The financial fallout of covid-19 has pushed child hunger to record levels. The need has been dire since the pandemic began and highlights the gaps in the nation’s safety net.

While every U.S. county has seen hunger rates rise, the steepest jumps have been in some of the wealthiest counties, where overall affluence obscures the tenuous finances of low-wage workers. Such sudden and unprecedented surges in hunger have overwhelmed many rich communities, which weren’t nearly as ready to cope as places that have long dealt with poverty and were already equipped with robust, organized charitable food networks.

Data from the anti-hunger advocacy group Feeding America and the U.S. Census Bureau shows that counties seeing the largest estimated increases in child food insecurity in 2020 compared with 2018 generally have much higher median household incomes than counties with the smallest increases. In Bergen, where the median household income is $101,144, child hunger is estimated to have risen by 136%, compared with 47% nationally.

That doesn’t mean affluent counties have the greatest portion of hungry kids. An estimated 17% of children in Bergen face hunger, compared with a national average of around 25%.

But help is often harder to find in wealthier places. Missouri’s affluent St. Charles County, north of St. Louis, population 402,000, has seen child hunger rise by 69% and has 20 sites distributing food from the St. Louis Area Foodbank. The city of St. Louis, pop. 311,000, has seen child hunger rise by 36% and has 100 sites.

“There’s a huge variation in how different places are prepared or not prepared to deal with this and how they’ve struggled to address it,” said Erica Kenney, assistant professor of public health nutrition at Harvard University. “The charitable food system has been very strained by this.”

Eleni Towns, associate director of the No Kid Hungry campaign, said the pandemic “undid a decade’s worth of progress” on reducing food insecurity, which last year threatened at least 15 million kids.

And while President Joe Biden’s covid relief plan, which he signed into law March 11, promises to help with anti-poverty measures such as monthly payments to families of up to $300 per child this year, it’s unclear how far the recently passed legislation will go toward addressing hunger.

“It’s definitely a step in the right direction,” said Marlene Schwartz, director of the Rudd Center for Food Policy and Obesity at the University of Connecticut. “But it’s hard to know what the impact is going to be.”

Need Grows in Places of Plenty

After the pandemic struck, the federal government boosted benefits from the Supplemental Nutrition Assistance Program and offered Pandemic Electronic Benefit Transfer cards to compensate for free or reduced-price school meals while children were schooled from home.

_Dataset records_:
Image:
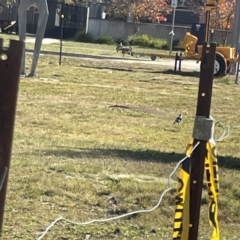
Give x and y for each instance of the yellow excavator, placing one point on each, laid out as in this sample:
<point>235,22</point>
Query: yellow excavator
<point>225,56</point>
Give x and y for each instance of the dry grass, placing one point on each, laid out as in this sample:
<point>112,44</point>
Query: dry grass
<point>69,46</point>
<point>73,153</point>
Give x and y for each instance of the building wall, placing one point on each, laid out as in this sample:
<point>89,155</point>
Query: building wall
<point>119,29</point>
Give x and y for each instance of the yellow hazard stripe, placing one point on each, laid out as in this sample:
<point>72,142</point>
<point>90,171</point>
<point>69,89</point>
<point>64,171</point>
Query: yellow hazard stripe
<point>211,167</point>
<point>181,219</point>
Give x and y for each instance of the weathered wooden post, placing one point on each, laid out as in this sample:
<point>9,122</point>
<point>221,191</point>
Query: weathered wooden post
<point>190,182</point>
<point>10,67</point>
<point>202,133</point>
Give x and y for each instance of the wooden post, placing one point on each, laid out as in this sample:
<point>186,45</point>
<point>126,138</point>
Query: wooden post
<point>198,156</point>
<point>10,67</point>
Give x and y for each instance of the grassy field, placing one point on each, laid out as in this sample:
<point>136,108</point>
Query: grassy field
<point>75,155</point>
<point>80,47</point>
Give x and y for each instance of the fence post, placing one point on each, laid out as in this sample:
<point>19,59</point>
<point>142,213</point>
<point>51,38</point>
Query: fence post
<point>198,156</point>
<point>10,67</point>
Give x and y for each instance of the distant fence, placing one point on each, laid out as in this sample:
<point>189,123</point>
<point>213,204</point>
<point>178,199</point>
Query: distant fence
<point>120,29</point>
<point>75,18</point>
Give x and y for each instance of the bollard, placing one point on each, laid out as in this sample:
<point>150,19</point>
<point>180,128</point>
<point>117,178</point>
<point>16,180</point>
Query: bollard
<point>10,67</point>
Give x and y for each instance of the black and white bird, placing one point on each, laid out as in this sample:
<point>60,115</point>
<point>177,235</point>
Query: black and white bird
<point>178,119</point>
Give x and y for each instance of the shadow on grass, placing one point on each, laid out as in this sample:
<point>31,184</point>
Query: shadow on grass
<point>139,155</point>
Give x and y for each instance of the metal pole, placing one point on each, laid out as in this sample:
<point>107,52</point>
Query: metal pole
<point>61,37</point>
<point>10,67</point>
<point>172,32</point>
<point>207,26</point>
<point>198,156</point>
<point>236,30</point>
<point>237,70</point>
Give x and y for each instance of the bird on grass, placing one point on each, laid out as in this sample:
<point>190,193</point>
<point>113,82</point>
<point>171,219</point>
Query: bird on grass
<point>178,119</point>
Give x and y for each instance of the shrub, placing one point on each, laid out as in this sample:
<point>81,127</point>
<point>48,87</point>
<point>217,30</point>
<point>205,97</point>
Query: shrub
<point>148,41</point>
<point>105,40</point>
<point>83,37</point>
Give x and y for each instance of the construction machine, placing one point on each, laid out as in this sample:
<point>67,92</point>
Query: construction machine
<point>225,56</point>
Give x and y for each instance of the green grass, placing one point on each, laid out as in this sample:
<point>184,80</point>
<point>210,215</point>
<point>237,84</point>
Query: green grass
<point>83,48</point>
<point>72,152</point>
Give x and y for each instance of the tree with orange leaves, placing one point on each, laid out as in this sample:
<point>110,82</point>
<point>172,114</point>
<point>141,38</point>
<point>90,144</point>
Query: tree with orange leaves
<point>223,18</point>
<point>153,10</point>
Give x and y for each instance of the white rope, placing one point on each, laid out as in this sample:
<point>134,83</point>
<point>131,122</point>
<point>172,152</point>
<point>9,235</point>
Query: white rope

_Tasks and exercises_:
1. According to the article on child hunger, how many sites in St. Charles County distribute food from the St. Louis Area Foodbank?
2. Translate this sentence from the article on child hunger into Spanish: "That doesn’t mean affluent counties have the greatest portion of hungry kids."
3. Output the passage of the article on child hunger that begins at the words "That doesn’t mean" and stops after "of around 25%.", copying it exactly.

_Response list_:
1. 20 sites

2. Eso no significa que los condados acomodados tengan la mayor proporción de niños con hambre.

3.
That doesn’t mean affluent counties have the greatest portion of hungry kids. An estimated 17% of children in Bergen face hunger, compared with a national average of around 25%.